- **Exercise directions**:
Locate every line in the data below that contains the word "black" and copy each of those lines in full.

════

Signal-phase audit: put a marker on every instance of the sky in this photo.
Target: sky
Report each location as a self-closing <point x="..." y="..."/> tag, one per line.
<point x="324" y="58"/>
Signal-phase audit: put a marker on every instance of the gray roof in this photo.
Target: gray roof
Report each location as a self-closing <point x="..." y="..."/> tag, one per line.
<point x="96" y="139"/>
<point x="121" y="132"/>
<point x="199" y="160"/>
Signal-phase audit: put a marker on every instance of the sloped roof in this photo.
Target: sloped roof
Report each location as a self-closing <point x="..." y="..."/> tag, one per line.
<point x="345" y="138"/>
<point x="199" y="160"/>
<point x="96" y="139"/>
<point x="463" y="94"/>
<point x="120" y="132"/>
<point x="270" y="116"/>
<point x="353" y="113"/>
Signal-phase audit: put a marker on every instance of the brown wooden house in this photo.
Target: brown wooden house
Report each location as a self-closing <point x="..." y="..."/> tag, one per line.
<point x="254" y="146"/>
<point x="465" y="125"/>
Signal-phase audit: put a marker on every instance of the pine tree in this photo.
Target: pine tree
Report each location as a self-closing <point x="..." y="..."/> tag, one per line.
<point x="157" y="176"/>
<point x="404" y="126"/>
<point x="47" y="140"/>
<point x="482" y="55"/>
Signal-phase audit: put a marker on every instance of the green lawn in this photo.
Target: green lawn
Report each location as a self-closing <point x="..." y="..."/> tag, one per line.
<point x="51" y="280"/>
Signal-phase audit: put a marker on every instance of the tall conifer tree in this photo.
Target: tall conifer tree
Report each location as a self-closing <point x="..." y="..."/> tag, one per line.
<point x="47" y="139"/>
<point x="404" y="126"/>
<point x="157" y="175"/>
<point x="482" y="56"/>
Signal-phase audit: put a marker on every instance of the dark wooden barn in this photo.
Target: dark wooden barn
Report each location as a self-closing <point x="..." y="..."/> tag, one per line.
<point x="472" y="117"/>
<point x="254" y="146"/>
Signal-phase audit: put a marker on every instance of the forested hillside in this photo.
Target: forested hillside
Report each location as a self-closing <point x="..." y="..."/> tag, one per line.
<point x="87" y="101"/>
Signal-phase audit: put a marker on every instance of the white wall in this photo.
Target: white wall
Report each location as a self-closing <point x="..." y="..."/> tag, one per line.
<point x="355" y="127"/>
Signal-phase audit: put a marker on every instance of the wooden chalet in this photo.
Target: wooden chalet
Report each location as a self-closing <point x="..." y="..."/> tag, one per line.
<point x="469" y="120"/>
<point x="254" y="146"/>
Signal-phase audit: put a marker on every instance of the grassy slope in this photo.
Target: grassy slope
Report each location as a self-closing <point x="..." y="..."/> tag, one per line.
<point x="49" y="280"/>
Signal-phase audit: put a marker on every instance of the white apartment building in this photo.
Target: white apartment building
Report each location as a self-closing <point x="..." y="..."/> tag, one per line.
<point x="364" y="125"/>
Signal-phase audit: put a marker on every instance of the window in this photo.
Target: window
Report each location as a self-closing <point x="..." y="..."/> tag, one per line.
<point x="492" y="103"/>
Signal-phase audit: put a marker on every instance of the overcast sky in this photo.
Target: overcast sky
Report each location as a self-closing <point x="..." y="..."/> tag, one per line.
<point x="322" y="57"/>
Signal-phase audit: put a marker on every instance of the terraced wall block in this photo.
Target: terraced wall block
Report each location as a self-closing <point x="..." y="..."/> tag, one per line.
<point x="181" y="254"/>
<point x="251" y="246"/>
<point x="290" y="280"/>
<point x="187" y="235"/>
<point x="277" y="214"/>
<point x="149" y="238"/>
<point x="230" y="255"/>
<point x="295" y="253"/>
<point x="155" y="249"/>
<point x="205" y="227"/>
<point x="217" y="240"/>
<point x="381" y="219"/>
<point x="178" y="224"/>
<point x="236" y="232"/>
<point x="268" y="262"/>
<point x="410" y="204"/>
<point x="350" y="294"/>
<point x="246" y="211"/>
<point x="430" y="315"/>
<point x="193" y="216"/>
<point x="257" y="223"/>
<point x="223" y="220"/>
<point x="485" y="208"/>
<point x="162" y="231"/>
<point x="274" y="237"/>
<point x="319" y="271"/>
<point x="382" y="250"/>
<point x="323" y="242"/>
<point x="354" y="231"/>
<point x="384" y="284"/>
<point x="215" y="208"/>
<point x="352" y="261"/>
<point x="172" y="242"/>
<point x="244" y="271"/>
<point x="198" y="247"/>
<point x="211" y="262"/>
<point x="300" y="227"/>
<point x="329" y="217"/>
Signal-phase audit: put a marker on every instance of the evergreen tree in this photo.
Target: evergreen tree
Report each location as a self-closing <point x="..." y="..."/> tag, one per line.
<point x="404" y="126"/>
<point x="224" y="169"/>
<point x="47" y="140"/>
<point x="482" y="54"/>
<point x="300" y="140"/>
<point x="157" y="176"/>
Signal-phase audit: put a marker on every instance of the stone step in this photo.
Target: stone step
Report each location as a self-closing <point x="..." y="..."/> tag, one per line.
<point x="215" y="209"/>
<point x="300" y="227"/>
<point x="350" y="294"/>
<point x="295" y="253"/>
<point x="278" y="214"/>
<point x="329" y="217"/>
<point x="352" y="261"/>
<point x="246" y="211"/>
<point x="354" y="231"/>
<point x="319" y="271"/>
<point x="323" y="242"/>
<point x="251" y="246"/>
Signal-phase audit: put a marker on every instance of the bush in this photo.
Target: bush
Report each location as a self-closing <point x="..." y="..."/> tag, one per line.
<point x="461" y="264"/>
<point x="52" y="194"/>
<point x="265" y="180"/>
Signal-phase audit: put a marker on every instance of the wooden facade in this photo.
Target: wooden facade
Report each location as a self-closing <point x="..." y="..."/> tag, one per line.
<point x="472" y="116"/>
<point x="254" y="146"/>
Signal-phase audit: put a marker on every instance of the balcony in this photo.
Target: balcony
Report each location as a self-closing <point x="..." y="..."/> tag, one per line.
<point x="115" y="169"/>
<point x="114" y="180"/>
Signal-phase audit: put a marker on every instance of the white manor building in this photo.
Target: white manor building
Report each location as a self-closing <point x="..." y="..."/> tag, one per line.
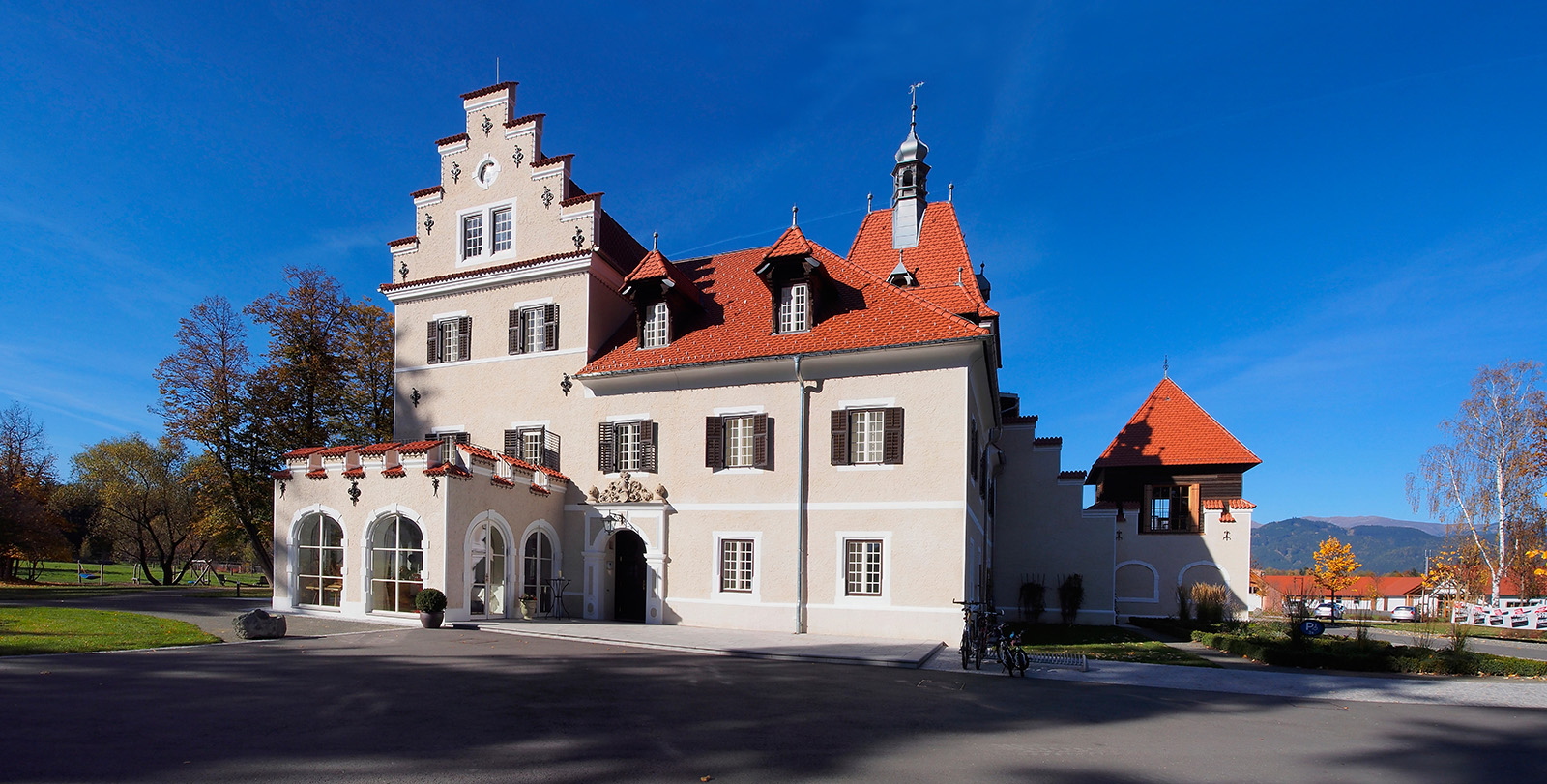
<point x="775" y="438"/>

════

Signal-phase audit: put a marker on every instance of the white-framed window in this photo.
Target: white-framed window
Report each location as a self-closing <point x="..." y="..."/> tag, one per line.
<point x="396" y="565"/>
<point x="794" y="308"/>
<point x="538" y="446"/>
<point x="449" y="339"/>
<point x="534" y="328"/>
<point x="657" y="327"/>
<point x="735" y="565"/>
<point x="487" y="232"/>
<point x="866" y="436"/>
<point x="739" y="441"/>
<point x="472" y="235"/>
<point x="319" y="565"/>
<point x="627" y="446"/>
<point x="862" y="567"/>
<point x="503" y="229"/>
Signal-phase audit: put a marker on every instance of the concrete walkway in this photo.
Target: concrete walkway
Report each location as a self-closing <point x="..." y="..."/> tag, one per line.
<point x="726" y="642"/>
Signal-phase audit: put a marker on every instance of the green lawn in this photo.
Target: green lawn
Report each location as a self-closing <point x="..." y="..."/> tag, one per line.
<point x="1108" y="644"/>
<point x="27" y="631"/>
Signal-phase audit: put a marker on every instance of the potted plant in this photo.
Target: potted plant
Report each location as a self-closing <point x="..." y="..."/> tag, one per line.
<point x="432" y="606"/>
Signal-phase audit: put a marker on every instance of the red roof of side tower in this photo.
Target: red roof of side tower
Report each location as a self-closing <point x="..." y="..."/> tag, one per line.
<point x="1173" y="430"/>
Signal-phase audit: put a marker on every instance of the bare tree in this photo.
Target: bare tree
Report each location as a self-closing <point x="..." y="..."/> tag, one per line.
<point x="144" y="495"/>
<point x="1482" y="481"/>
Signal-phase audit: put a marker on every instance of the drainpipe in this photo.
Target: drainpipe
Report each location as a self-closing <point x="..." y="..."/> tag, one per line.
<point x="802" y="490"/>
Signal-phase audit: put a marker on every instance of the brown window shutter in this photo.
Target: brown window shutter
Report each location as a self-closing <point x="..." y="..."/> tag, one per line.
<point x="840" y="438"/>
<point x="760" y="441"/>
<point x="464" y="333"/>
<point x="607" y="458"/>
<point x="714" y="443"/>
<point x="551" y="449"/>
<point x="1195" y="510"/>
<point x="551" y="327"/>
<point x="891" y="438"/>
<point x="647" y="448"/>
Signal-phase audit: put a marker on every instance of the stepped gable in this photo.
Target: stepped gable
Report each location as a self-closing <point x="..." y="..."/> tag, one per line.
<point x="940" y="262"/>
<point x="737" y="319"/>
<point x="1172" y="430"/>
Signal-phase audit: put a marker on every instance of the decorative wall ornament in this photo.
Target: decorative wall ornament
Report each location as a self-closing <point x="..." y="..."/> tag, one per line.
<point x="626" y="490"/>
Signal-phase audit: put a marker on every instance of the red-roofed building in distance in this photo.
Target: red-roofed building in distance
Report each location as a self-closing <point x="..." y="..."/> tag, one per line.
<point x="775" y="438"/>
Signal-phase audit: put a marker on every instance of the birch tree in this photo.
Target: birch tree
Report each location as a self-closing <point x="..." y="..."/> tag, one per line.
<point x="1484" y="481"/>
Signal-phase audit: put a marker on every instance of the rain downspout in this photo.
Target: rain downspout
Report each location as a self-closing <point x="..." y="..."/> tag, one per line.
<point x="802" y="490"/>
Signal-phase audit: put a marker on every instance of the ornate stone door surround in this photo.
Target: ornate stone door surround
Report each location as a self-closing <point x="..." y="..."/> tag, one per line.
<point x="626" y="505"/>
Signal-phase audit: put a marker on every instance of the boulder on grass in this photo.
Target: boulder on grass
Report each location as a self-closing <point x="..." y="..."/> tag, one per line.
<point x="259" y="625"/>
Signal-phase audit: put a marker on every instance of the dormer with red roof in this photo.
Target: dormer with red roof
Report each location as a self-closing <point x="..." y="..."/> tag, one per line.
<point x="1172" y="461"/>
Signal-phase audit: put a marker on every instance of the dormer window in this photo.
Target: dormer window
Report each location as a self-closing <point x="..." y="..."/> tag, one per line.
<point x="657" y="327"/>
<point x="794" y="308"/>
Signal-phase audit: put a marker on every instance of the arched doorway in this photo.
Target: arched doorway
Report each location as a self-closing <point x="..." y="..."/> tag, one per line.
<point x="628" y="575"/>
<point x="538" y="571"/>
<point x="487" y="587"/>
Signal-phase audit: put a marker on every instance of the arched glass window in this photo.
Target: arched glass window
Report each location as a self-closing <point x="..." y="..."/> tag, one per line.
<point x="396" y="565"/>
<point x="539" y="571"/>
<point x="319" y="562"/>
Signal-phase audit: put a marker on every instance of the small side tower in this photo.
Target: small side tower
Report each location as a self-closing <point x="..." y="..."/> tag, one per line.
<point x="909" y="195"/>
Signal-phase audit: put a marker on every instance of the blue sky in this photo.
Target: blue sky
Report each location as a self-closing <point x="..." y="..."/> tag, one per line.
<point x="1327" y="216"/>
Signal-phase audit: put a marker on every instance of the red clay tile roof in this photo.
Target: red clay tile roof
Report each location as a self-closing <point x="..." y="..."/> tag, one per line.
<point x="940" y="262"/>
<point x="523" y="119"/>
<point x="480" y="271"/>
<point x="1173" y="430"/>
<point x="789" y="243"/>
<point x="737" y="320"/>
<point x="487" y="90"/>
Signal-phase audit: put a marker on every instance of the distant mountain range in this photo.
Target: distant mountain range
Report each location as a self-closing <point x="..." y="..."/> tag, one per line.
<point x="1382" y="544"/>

════

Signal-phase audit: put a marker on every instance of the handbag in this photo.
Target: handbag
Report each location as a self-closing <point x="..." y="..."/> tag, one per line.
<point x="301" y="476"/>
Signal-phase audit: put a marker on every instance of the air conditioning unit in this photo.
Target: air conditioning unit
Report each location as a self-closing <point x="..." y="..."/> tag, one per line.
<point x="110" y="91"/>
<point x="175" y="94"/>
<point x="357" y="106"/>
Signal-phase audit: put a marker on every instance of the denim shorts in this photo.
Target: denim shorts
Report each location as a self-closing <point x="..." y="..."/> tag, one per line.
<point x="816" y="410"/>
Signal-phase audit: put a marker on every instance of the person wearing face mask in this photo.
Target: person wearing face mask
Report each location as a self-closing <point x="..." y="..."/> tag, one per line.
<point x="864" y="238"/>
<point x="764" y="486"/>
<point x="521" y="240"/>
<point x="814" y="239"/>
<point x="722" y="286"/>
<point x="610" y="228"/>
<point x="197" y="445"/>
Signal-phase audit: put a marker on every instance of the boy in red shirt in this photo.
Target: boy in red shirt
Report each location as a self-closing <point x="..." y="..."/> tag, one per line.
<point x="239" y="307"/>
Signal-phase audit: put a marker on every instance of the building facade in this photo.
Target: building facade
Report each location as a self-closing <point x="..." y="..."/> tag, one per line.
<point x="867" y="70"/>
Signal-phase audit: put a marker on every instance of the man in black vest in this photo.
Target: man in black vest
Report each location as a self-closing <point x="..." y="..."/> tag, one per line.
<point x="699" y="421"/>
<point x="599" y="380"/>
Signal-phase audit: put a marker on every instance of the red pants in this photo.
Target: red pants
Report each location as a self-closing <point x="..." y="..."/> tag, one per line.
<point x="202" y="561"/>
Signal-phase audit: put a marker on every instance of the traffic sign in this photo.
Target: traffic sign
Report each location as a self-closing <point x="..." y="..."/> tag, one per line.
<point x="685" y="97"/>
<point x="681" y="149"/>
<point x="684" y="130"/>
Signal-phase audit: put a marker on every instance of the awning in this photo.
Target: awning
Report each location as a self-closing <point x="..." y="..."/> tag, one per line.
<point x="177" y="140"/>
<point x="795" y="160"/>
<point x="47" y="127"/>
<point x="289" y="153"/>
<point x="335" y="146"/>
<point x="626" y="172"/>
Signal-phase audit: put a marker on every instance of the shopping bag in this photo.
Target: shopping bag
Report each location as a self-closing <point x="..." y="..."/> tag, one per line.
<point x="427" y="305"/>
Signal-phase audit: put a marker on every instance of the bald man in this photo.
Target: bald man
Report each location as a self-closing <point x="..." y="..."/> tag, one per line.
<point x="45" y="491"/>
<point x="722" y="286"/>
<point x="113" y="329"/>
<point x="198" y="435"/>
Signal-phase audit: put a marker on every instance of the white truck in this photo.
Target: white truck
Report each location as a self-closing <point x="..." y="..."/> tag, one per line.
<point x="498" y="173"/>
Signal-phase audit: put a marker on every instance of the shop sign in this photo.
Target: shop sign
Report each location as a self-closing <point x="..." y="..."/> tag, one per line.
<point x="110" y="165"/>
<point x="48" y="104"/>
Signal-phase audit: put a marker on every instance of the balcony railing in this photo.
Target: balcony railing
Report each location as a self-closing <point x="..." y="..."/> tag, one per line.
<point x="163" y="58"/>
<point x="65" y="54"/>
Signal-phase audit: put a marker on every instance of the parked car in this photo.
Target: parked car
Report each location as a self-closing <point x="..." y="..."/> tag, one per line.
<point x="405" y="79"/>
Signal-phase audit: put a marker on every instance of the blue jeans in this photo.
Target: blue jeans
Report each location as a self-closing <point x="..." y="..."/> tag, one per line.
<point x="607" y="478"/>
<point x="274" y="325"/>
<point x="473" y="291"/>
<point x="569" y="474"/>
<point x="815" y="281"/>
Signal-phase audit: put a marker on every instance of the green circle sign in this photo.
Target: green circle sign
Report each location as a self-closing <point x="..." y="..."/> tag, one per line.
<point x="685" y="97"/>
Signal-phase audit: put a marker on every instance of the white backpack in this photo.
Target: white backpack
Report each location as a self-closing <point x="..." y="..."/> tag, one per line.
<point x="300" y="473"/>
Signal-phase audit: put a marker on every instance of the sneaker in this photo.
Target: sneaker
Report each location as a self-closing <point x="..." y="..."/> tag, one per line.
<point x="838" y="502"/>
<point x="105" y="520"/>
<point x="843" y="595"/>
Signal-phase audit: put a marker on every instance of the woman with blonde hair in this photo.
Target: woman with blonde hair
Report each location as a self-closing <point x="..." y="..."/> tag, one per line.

════

- **Task answer**:
Signal-phase audit: put a marker on every instance of the man in black vest in this photo.
Target: man in black vest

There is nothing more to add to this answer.